### Source excerpt
■ ■ ■
Skip to content

amitripshtos/drumtrack

Repository files navigation

DrumTrack

Isolate drums from any song and generate a playable MIDI drum track.

Upload an MP3 or paste a YouTube URL, and DrumTrack will separate the drums, detect individual hits, and produce a MIDI file you can drag into your DAW. You can review the detected drum types, relabel them, and regenerate the MIDI before downloading.

How It Works

DrumTrack processes audio through a multi-stage pipeline that combines deep learning models with signal processing.

Screenshots

Scenario Screenshot
Upload a song or Youtube link image
Get song output image
Midi player image

Examples

Input Output (drums are midi)
Neat - I remember
neat-i-remember-midi-drums.mp4

Pipeline Overview

Audio Input (MP3 upload or YouTube URL)
    |
    v
1. Stem Separation (Demucs)
   Isolates drums from bass, vocals, and other instruments
    |
    v
2. Drum Instrument Separation (DrumSep MDX23C)
   Splits the drum stem into 5 individual instruments:
   kick, snare, toms, hi-hat, cymbals
    |
    v
3. Onset Detection (librosa)
   Finds the precise time and velocity of each drum hit
    |
    v
4. Quantization & MIDI Generation (pretty_midi)
   Snaps hits to a musical grid and writes a MIDI file
    |
    v
5. Interactive Review
   Listen back, relabel misclassified hits, re-export

References

https://github.com/adefossez/demucs https://docs.google.com/document/d/17fjNvJzj8ZGSer7c7OFe_CNfUKbAxEh_OBv94ZdRG5c/edit?tab=t.0 https://github.com/ZFTurbo/Music-Source-Separation-Training/tree/main

Stem Separation

The first step isolates the drum track from the rest of the mix using Demucs — Facebook Research's htdemucs model, a hybrid transformer/waveform U-Net that separates audio into four stems (drums, bass, vocals, other). Runs locally on CPU or GPU.

The non-drum stems are mixed back together into a "backing track" that can be played alongside the MIDI output for reference.

Audio hashing (SHA-256) enables deduplication: if you process the same audio twice, stems from the first run are reused.

Drum Instrument Separation

The isolated drum stem is further separated into five individual instruments using DrumSep, an MDX23C model (TFC-TDF-net architecture). The model operates in the frequency domain:

  1. STFT converts the waveform to a spectrogram (16384-point FFT, 2048 hop)
  2. An encoder-decoder network with TFC-TDF blocks (temporal-frequency convolutions + time-domain filter bottlenecks) predicts five instrument masks
  3. Each mask is applied to the input spectrogram and inverse-STFT'd back to audio

The five output stems are: kick, snare, toms, hi-hat, and cymbals. Model weights (~200MB) are downloaded automatically on first run.
■ ■ ■
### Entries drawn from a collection
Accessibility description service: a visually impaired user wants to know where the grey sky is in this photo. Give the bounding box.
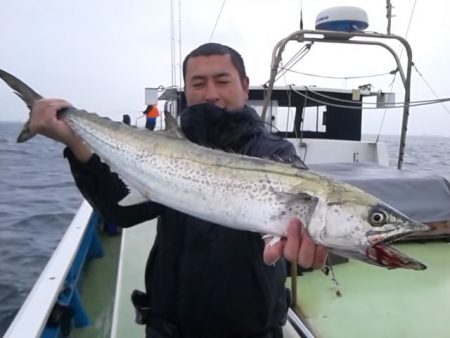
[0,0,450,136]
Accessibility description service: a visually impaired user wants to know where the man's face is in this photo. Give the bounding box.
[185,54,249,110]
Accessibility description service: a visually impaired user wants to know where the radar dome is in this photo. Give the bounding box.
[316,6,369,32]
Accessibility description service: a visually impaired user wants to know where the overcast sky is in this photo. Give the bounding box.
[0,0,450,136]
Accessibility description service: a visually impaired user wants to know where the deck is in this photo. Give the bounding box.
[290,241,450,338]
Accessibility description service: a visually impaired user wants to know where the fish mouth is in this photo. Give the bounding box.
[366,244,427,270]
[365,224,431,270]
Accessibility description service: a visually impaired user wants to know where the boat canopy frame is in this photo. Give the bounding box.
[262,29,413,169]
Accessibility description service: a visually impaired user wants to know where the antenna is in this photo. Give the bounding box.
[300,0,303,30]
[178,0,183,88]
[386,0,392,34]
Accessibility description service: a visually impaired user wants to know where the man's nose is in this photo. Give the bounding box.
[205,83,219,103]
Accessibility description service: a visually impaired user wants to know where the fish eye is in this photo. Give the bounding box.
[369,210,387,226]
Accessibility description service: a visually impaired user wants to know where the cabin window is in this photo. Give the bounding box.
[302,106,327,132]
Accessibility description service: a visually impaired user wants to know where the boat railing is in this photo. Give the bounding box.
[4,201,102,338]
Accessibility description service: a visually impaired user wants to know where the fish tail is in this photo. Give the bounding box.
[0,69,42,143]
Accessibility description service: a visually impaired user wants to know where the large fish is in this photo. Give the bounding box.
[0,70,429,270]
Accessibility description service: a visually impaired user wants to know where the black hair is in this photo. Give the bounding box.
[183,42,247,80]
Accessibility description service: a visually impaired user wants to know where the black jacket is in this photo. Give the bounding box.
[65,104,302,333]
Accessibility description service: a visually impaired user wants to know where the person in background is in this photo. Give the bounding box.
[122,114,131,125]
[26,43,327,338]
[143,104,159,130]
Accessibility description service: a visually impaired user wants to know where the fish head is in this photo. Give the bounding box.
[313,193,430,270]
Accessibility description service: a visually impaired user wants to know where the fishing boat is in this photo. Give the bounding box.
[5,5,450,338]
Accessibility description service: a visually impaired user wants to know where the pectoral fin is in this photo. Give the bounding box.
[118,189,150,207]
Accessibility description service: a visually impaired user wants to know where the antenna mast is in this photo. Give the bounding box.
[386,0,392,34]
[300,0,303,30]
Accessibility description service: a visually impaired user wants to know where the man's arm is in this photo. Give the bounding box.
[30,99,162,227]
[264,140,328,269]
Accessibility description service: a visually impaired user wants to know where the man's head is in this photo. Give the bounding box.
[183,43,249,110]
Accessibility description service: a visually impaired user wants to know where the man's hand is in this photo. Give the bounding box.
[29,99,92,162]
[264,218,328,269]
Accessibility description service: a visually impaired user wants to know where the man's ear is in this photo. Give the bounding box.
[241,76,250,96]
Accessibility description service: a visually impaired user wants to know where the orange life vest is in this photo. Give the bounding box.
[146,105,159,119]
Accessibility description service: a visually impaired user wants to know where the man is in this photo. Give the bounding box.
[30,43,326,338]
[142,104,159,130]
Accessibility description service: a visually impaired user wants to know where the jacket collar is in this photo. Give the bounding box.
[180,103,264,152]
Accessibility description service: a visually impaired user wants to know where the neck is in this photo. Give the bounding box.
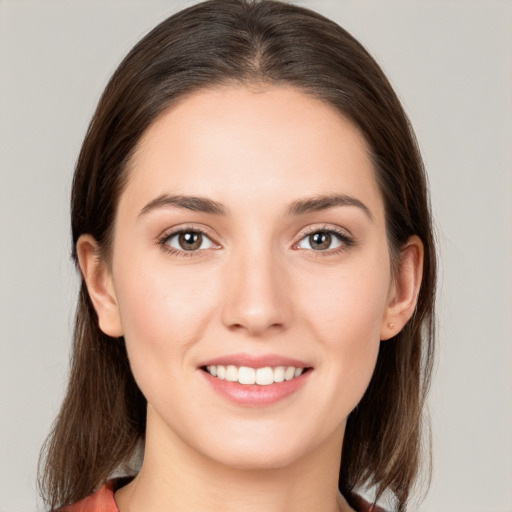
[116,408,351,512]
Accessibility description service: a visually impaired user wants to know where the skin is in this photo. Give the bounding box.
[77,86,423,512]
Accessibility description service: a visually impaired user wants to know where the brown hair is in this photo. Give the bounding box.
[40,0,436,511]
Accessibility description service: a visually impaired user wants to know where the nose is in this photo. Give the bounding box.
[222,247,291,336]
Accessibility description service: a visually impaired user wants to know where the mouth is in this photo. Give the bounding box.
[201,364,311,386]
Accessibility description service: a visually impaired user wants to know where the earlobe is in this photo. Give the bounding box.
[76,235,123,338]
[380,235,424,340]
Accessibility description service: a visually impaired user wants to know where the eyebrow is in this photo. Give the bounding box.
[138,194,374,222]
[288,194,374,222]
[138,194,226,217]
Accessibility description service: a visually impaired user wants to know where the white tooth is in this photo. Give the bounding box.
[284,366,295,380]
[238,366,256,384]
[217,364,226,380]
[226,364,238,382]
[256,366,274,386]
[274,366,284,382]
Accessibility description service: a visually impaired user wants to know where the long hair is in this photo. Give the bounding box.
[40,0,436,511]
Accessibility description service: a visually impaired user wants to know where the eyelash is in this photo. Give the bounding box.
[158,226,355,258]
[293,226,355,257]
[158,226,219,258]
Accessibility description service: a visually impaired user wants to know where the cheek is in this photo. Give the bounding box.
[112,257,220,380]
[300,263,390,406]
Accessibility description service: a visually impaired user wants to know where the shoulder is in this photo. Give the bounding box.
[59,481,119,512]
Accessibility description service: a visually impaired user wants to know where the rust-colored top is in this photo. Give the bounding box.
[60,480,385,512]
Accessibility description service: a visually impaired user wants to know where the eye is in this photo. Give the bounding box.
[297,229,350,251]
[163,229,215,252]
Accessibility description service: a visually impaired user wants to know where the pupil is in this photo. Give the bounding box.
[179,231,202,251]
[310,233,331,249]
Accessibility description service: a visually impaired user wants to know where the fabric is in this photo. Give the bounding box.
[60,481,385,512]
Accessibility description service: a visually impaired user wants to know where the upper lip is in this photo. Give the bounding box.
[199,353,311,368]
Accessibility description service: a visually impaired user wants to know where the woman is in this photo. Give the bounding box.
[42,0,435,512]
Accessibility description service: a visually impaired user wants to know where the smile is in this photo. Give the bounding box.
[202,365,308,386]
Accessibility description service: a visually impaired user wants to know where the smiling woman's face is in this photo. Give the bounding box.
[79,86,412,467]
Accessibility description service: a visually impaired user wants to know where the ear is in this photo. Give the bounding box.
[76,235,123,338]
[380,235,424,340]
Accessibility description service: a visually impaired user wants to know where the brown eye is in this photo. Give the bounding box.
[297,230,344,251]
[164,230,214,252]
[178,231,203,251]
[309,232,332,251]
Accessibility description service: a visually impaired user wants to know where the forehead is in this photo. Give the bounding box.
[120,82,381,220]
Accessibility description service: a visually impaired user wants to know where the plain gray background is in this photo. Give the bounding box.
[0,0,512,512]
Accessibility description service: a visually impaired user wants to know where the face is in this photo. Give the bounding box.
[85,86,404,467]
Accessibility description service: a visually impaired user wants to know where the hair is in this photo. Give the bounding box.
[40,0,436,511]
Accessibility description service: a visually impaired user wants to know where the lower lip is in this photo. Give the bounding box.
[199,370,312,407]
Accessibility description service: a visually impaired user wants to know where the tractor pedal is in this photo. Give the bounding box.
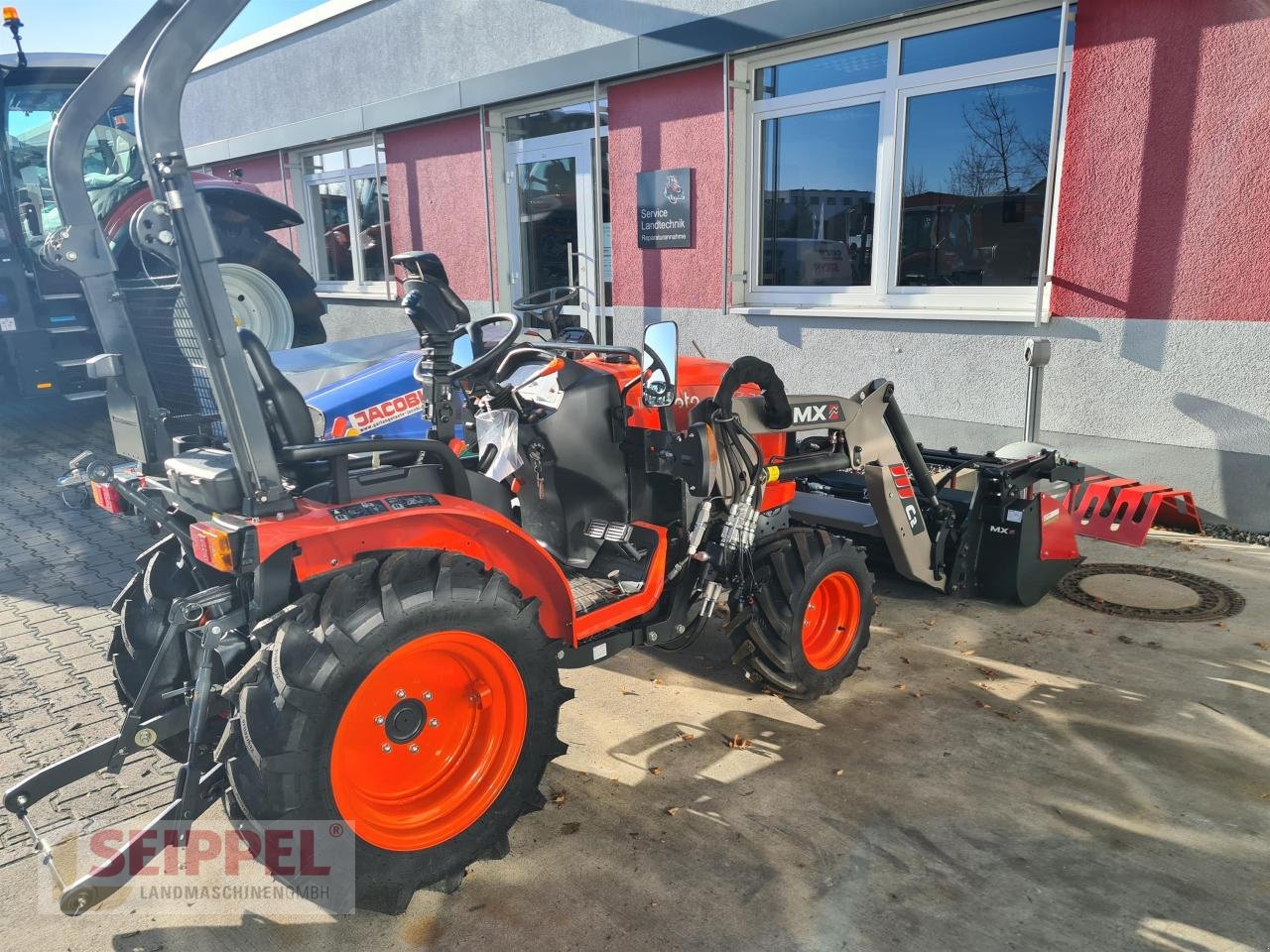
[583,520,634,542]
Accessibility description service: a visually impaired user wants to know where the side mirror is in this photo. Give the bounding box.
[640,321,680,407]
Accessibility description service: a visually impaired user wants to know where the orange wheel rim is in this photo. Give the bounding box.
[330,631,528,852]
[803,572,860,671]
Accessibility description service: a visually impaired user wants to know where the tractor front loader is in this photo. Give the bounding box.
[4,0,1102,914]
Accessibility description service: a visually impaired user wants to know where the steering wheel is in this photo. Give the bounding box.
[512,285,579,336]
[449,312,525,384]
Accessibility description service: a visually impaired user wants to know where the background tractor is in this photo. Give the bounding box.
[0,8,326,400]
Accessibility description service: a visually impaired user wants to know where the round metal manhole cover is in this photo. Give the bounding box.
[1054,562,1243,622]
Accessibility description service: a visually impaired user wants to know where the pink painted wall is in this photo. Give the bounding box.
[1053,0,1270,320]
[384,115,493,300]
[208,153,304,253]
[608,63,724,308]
■ ■ ■
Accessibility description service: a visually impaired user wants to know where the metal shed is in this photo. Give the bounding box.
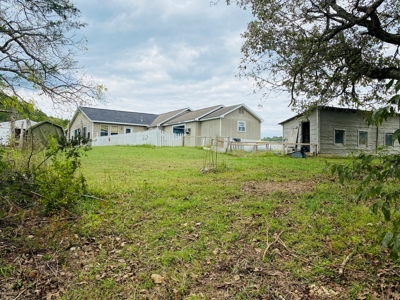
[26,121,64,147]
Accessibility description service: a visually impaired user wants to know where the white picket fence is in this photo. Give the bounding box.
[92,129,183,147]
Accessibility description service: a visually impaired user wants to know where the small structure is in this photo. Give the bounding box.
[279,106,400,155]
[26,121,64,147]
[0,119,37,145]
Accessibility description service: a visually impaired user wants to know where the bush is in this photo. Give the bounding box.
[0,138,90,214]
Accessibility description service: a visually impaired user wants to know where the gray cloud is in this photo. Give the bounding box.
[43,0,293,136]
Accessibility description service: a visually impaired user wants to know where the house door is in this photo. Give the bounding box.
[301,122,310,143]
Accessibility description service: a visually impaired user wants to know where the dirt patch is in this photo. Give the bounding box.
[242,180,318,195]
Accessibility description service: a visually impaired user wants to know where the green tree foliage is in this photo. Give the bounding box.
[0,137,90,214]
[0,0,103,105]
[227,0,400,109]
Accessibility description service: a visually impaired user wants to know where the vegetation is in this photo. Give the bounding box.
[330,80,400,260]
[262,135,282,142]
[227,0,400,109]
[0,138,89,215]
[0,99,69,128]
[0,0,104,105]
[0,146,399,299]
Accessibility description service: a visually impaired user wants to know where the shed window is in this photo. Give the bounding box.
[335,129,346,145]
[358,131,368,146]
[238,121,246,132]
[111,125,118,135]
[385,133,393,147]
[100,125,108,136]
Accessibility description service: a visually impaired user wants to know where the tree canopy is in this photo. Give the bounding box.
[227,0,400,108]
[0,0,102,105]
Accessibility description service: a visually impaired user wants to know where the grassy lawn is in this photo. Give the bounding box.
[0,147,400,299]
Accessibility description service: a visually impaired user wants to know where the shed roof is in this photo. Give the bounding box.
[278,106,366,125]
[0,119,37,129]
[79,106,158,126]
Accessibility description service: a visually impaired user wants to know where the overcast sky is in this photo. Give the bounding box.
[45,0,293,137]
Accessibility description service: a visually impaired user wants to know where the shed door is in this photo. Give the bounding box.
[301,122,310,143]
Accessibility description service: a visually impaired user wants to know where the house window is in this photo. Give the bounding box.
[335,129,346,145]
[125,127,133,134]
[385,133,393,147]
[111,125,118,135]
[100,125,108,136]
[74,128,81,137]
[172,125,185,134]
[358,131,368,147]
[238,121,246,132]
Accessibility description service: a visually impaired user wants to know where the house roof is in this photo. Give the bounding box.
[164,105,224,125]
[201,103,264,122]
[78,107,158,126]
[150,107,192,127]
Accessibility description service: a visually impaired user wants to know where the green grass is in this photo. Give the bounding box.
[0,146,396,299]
■ ■ ■
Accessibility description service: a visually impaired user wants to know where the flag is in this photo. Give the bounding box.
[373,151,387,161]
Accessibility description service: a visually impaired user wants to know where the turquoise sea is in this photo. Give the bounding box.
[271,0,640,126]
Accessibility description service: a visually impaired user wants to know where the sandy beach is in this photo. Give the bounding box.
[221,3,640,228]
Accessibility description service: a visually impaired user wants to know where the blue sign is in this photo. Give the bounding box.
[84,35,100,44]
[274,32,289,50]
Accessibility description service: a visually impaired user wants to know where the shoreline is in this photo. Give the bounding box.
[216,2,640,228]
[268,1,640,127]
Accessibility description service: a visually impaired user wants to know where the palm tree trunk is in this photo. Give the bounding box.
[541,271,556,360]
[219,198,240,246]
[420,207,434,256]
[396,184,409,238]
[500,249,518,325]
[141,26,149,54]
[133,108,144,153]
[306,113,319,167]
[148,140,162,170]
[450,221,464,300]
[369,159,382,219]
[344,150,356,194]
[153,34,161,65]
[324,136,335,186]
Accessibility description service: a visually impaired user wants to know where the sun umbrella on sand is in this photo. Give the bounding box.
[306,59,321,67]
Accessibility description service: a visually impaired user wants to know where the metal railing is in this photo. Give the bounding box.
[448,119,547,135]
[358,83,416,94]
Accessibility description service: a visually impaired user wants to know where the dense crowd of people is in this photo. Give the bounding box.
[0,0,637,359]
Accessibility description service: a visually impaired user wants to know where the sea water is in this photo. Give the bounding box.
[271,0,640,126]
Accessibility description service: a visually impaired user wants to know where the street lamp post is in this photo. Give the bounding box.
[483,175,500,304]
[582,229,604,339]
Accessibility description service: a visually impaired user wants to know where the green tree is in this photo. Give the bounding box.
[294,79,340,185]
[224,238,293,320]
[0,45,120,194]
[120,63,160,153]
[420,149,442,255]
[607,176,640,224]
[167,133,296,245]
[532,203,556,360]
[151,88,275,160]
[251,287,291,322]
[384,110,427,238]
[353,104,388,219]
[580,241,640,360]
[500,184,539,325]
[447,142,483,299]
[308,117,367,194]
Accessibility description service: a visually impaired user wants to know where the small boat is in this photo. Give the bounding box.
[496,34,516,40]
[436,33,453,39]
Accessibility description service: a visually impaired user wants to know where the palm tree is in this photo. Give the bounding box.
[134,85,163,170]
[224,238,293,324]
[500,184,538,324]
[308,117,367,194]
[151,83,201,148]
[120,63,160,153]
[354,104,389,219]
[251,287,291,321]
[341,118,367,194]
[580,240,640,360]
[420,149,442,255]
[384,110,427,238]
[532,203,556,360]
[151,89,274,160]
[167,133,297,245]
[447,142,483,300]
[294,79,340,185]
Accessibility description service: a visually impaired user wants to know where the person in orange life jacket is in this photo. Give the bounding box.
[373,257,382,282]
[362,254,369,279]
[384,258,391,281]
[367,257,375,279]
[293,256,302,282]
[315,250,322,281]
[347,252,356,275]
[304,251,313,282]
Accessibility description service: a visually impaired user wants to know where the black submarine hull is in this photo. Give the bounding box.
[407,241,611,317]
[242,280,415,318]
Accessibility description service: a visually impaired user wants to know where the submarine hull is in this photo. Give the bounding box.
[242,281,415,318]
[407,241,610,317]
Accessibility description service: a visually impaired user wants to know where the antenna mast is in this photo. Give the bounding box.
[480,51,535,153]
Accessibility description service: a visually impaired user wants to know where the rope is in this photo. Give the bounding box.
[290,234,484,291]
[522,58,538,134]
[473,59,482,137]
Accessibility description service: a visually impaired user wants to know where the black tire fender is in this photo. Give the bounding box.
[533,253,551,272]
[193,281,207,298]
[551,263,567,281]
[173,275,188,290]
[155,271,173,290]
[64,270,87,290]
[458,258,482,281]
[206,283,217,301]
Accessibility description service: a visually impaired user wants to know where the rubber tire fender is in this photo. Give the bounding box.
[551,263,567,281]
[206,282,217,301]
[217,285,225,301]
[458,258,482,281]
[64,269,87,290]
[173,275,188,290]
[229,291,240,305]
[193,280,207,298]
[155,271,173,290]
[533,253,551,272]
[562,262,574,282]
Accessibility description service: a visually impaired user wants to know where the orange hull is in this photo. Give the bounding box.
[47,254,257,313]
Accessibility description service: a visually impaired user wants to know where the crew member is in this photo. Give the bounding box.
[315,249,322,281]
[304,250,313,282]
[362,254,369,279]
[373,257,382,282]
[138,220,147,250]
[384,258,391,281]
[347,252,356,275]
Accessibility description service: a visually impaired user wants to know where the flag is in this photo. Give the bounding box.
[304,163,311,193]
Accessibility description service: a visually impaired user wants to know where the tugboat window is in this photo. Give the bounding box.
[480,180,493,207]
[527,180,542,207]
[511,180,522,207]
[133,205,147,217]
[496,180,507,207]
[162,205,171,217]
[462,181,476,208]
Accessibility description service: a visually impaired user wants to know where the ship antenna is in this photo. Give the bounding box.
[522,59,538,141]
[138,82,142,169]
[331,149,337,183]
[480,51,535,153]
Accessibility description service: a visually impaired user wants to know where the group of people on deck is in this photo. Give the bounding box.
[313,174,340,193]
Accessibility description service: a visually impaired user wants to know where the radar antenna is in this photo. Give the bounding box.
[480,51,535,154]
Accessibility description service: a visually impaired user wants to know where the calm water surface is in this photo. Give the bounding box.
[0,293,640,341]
■ ■ ■
### Actions to take
1/ Name the five numbered stages in the pipeline overview of the DrumTrack README. Leave out the tool names in parentheses.
2/ Reproduce the DrumTrack README word for word, from "2. An encoder-decoder" up to and including "on first run.".
The data above has no connection to the DrumTrack README.

### Per-task answers
1/
Stem Separation
Drum Instrument Separation
Onset Detection
Quantization & MIDI Generation
Interactive Review

2/
2. An encoder-decoder network with TFC-TDF blocks (temporal-frequency convolutions + time-domain filter bottlenecks) predicts five instrument masks
  3. Each mask is applied to the input spectrogram and inverse-STFT'd back to audio

The five output stems are: kick, snare, toms, hi-hat, and cymbals. Model weights (~200MB) are downloaded automatically on first run.